What you should do: Can you reproduce, word for word, the stretch of the Beaumont passage below that begins with the words "Beaumont wrote several" and stops after "Air Force pilots."?

Beaumont wrote several scripts for The Twilight Zone, including an adaptation of his own short story, "The Howling Man", about a prisoner who might be the Devil, and the hour-long "Valley of the Shadow", about a cloistered Utopia that refuses to share its startlingly advanced technology with the outside world.
Beaumont scripted the film Queen of Outer Space from an outline by Ben Hecht, deliberately writing the screenplay as a parody. According to Beaumont, the directorial style is not informed by his satiric intent. He penned one episode of the Steve Canyon TV show, "Operation B-52", in which Canyon and his crew attempt to set a new speed record in a B-52 accompanied by a newsman who hates Air Force pilots.
Beaumont was much admired by the well-known colleagues who outlived him (Ray Bradbury, Harlan Ellison, Richard Matheson, Robert Bloch, Roger Corman), and his work is currently in the process of being rediscovered. Many of his stories have been re-released in the posthumous volumes Best of Beaumont (Bantam, 1982) and The Howling Man (Tom Doherty, 1992), and a set of previously unpublished tales, A Touch of the Creature (Subterranean Press, 1999) is now available. In 2004, Gauntlet Press released the first of two volumes collecting Beaumont's Twilight Zone scripts.
Illness and death
In 1963, when Beaumont was 34 and overwhelmed by numerous writing commitments, he began to suffer the effects of what has been called "a mysterious brain disease". He began to age rapidly. His speech slowed and his ability to concentrate diminished.
"He was rarely well," his friend and colleague William F. Nolan would later recall. "He was almost always thin, and with a headache. He used Bromo-Seltzer like most people use water. He had a big Bromo bottle with him all the time." The disease also affected his work. "He could barely sell stories, much less write. He would go unshaven to meetings with producers, which would end in disaster. [A script writer has] got to be able to think on your feet, which Chuck couldn't do anymore; and so the producers would just go, 'We're sorry, Mr. Beaumont, but we don't like the script.'"

Supplied material:
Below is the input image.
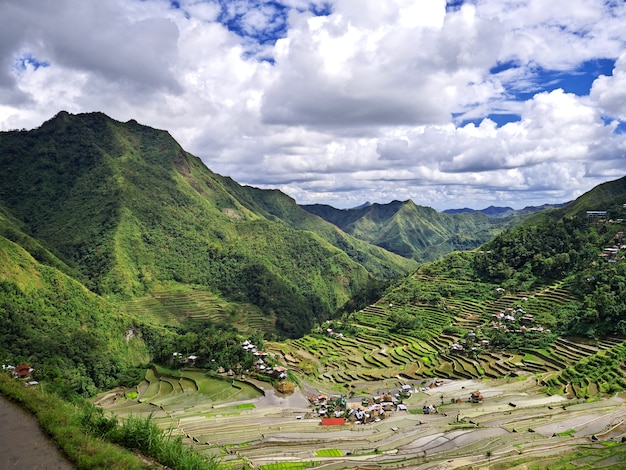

Worked solution:
Beaumont wrote several scripts for The Twilight Zone, including an adaptation of his own short story, "The Howling Man", about a prisoner who might be the Devil, and the hour-long "Valley of the Shadow", about a cloistered Utopia that refuses to share its startlingly advanced technology with the outside world.
Beaumont scripted the film Queen of Outer Space from an outline by Ben Hecht, deliberately writing the screenplay as a parody. According to Beaumont, the directorial style is not informed by his satiric intent. He penned one episode of the Steve Canyon TV show, "Operation B-52", in which Canyon and his crew attempt to set a new speed record in a B-52 accompanied by a newsman who hates Air Force pilots.